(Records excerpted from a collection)
-------

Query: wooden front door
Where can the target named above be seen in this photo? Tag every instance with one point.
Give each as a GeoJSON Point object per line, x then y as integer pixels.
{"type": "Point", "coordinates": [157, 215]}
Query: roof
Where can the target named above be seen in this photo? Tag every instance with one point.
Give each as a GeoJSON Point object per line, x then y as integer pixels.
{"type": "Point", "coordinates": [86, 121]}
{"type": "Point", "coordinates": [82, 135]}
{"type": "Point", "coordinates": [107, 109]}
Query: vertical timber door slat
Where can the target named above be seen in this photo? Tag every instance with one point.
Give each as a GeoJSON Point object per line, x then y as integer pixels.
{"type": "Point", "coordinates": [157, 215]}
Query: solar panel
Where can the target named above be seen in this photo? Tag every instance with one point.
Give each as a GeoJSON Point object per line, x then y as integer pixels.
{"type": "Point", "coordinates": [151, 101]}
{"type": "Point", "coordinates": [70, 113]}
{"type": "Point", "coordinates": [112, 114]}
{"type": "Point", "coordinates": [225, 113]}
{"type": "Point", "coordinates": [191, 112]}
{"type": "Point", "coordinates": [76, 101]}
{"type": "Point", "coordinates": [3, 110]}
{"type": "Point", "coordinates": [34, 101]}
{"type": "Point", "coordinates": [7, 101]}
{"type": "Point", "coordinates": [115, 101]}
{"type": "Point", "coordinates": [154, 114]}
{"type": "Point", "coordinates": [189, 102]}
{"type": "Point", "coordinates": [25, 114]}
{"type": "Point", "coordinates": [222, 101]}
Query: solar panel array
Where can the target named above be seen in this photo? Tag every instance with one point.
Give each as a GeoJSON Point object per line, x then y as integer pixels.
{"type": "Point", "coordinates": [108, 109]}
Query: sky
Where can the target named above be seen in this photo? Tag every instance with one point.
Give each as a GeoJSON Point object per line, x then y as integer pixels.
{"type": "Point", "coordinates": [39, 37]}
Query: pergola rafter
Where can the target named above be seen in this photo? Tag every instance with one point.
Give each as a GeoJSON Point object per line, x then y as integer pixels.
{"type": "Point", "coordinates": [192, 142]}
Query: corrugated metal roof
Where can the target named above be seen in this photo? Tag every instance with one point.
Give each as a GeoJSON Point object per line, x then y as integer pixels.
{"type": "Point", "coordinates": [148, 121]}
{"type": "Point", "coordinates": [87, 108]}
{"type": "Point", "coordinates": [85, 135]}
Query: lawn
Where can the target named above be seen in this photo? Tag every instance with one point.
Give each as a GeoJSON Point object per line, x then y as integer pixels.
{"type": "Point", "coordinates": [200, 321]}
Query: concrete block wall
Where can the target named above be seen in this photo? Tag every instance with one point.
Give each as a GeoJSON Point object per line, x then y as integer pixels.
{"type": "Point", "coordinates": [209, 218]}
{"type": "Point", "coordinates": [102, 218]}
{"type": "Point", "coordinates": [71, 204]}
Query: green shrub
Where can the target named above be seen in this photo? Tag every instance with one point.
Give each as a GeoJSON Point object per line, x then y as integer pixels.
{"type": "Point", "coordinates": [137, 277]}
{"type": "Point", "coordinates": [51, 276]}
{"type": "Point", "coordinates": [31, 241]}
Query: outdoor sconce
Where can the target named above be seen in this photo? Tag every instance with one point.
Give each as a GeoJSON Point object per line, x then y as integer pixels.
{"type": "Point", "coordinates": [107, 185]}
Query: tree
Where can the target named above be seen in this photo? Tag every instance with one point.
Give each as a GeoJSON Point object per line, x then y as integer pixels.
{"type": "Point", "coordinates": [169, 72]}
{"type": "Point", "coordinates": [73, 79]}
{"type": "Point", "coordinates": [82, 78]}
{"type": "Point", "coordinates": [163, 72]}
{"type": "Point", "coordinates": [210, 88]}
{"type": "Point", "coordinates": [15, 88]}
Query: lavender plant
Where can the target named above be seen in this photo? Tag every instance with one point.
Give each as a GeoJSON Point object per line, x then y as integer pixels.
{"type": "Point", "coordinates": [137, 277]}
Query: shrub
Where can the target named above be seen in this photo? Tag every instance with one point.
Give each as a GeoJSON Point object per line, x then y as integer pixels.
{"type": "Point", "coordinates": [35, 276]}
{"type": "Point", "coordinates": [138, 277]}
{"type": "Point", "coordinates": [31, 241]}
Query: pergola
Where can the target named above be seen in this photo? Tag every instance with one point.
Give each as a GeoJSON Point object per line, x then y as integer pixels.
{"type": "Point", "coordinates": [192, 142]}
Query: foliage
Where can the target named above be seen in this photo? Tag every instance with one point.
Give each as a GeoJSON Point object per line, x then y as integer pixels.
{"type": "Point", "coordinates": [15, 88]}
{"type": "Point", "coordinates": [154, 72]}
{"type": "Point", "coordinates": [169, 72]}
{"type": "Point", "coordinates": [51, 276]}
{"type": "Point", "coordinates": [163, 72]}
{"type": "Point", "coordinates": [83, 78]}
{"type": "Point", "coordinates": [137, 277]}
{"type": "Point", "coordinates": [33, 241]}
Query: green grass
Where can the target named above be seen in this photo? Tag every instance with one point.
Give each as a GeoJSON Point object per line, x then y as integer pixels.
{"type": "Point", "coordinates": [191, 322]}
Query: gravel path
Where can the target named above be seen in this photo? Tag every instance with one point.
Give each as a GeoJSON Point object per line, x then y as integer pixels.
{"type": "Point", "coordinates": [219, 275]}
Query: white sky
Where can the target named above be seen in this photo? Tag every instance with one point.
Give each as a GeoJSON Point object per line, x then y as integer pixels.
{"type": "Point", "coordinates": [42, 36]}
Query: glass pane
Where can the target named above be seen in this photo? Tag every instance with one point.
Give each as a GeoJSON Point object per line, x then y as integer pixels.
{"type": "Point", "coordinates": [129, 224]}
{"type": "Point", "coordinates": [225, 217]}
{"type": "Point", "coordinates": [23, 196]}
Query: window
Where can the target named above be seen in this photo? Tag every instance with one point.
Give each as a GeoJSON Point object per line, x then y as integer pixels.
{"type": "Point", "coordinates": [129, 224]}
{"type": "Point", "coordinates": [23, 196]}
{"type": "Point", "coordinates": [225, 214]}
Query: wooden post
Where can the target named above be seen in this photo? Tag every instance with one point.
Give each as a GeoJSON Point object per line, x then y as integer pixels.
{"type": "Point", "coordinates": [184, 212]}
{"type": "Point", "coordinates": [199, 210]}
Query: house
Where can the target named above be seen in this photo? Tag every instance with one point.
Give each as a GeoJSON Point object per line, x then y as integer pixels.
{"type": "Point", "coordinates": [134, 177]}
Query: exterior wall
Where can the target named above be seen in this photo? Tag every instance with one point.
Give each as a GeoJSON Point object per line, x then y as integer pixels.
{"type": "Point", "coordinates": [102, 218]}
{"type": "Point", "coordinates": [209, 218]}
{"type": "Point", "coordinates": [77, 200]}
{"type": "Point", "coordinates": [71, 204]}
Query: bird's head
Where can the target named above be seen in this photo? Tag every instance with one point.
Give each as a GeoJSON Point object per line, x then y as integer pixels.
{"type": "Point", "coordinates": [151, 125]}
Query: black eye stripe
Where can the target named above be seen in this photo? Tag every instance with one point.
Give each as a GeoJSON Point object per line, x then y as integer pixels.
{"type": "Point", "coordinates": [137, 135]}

-------

Exercise instructions: Copy down every record, keeping each one exact.

Solved problem:
Query: wooden front door
Where can the target named above be seen in this photo? Tag every instance with one point.
Give each as a GeoJSON Point object per line, x then y as integer pixels.
{"type": "Point", "coordinates": [157, 215]}
Query: roof
Where can the target named above be seen in this photo? Tag every instance with one point.
Give each as a GeoJSON Point object per line, x then y as integer pixels.
{"type": "Point", "coordinates": [86, 121]}
{"type": "Point", "coordinates": [82, 135]}
{"type": "Point", "coordinates": [107, 109]}
Query: vertical timber door slat
Where can the target named above be seen in this photo? Tag every instance with one point.
Give each as a GeoJSON Point object per line, x then y as integer pixels.
{"type": "Point", "coordinates": [157, 215]}
Query: solar panel
Where can the target named above be seen in this photo? Tag every instance with one point.
Give each as a GeoJSON Point object per line, x then y as integer pixels.
{"type": "Point", "coordinates": [151, 101]}
{"type": "Point", "coordinates": [70, 113]}
{"type": "Point", "coordinates": [112, 114]}
{"type": "Point", "coordinates": [225, 113]}
{"type": "Point", "coordinates": [191, 112]}
{"type": "Point", "coordinates": [76, 101]}
{"type": "Point", "coordinates": [3, 110]}
{"type": "Point", "coordinates": [34, 101]}
{"type": "Point", "coordinates": [7, 101]}
{"type": "Point", "coordinates": [115, 101]}
{"type": "Point", "coordinates": [154, 114]}
{"type": "Point", "coordinates": [189, 102]}
{"type": "Point", "coordinates": [25, 114]}
{"type": "Point", "coordinates": [222, 101]}
Query: solar panel array
Where can the target named above be seen in this photo? Tag every instance with one point.
Give each as a GeoJSON Point object per line, x then y as integer pixels.
{"type": "Point", "coordinates": [108, 109]}
Query: sky
Where can the target named above be seen in this photo? Tag every instance with one point.
Give each as a GeoJSON Point object per line, x then y as integer pixels.
{"type": "Point", "coordinates": [39, 37]}
Query: pergola rafter
Where can the target named above be seen in this photo? Tag every instance with one point.
Give each as a GeoJSON Point object per line, x then y as integer pixels.
{"type": "Point", "coordinates": [192, 142]}
Query: corrugated metal roof
Where can the target named above be seen in this photo? Tag every instance with one point.
Give each as a GeoJSON Point object per line, x then y as integer pixels.
{"type": "Point", "coordinates": [148, 121]}
{"type": "Point", "coordinates": [87, 108]}
{"type": "Point", "coordinates": [85, 135]}
Query: lawn
Where can the target named above be seen in this photo? Tag every instance with one point.
Give each as a GeoJSON Point object per line, x then y as integer pixels.
{"type": "Point", "coordinates": [200, 321]}
Query: concrete block wall
Where can the target named above be seen in this photo? Tag every instance with one point.
Give each as a GeoJSON Point object per line, x then y as integer pixels.
{"type": "Point", "coordinates": [209, 218]}
{"type": "Point", "coordinates": [102, 218]}
{"type": "Point", "coordinates": [71, 204]}
Query: green shrub
Where can the target named above be seen in this photo? Tag every instance with one point.
Give each as a GeoJSON Point object per line, x then y as integer pixels.
{"type": "Point", "coordinates": [137, 277]}
{"type": "Point", "coordinates": [51, 276]}
{"type": "Point", "coordinates": [31, 241]}
Query: outdoor sconce
Where can the target named above be seen in this photo? Tag every instance with one point.
Give each as a GeoJSON Point object per line, x then y as integer pixels.
{"type": "Point", "coordinates": [107, 185]}
Query: tree
Where can the target named above be seen in this photo? Tag every instance with one point.
Give each as a GeoJSON Point object per line, x then y as integer pixels.
{"type": "Point", "coordinates": [169, 72]}
{"type": "Point", "coordinates": [73, 79]}
{"type": "Point", "coordinates": [82, 78]}
{"type": "Point", "coordinates": [163, 72]}
{"type": "Point", "coordinates": [210, 88]}
{"type": "Point", "coordinates": [15, 88]}
Query: lavender plant
Where can the target named above be seen in this photo? Tag every instance with one point.
Give each as a GeoJSON Point object per line, x then y as integer pixels.
{"type": "Point", "coordinates": [137, 277]}
Query: shrub
Where can the target named above be seen in this photo? Tag every instance with one point.
Give each as a GeoJSON Point object per line, x then y as integer pixels.
{"type": "Point", "coordinates": [35, 276]}
{"type": "Point", "coordinates": [138, 277]}
{"type": "Point", "coordinates": [31, 241]}
Query: pergola
Where can the target named above be seen in this photo? Tag every instance with one point.
Give each as a GeoJSON Point object per line, x then y as integer pixels.
{"type": "Point", "coordinates": [192, 142]}
Query: foliage
Where can the target named above be seen in this photo? Tag every instance with one point.
Give each as a GeoJSON Point object per line, x then y as integer pixels.
{"type": "Point", "coordinates": [15, 88]}
{"type": "Point", "coordinates": [154, 72]}
{"type": "Point", "coordinates": [169, 72]}
{"type": "Point", "coordinates": [51, 276]}
{"type": "Point", "coordinates": [163, 72]}
{"type": "Point", "coordinates": [83, 78]}
{"type": "Point", "coordinates": [137, 277]}
{"type": "Point", "coordinates": [33, 241]}
Query: green grass
Where can the target named above be seen in this photo? Tag every instance with one point.
Give each as a GeoJSON Point object per line, x then y as integer pixels.
{"type": "Point", "coordinates": [191, 322]}
Query: gravel path
Where can the target named above be seen in this photo? Tag every instance with one point.
Give each as a GeoJSON Point object per line, x then y as integer pixels.
{"type": "Point", "coordinates": [219, 275]}
Query: white sky
Where can the target named above be seen in this photo? Tag every instance with one point.
Give each as a GeoJSON Point object per line, x then y as integer pixels.
{"type": "Point", "coordinates": [42, 36]}
Query: glass pane
Where can the target named above be seen in this photo? Tag every instance with one point.
Give each as a GeoJSON Point object per line, x then y as integer pixels.
{"type": "Point", "coordinates": [129, 224]}
{"type": "Point", "coordinates": [225, 217]}
{"type": "Point", "coordinates": [23, 196]}
Query: window
Where can the target named above be seen in this photo? Tag every instance with one point.
Give each as a GeoJSON Point object per line, x then y as integer pixels.
{"type": "Point", "coordinates": [129, 224]}
{"type": "Point", "coordinates": [23, 196]}
{"type": "Point", "coordinates": [225, 214]}
Query: wooden post
Where can the target named above be seen in this photo? Tag every instance with one point.
Give each as a GeoJSON Point object per line, x then y as integer pixels.
{"type": "Point", "coordinates": [184, 212]}
{"type": "Point", "coordinates": [199, 210]}
Query: house
Where can the target named above be seen in this photo? Tag every instance with one point.
Give each as a GeoJSON Point object per line, x then y as integer pixels.
{"type": "Point", "coordinates": [134, 177]}
Query: exterior wall
Where can the target named above be seen in this photo? Tag every instance with one point.
Give each as a GeoJSON Point object per line, x then y as integer pixels.
{"type": "Point", "coordinates": [102, 218]}
{"type": "Point", "coordinates": [209, 218]}
{"type": "Point", "coordinates": [77, 200]}
{"type": "Point", "coordinates": [71, 204]}
Query: bird's head
Where can the target named above be seen in this photo? Tag every instance with one point.
Give each as a GeoJSON Point object per line, x then y as integer pixels.
{"type": "Point", "coordinates": [151, 125]}
Query: black eye stripe
Where can the target named above be seen in this photo? Tag every instance with one point.
Give each as a GeoJSON Point object per line, x then y as integer pixels.
{"type": "Point", "coordinates": [137, 135]}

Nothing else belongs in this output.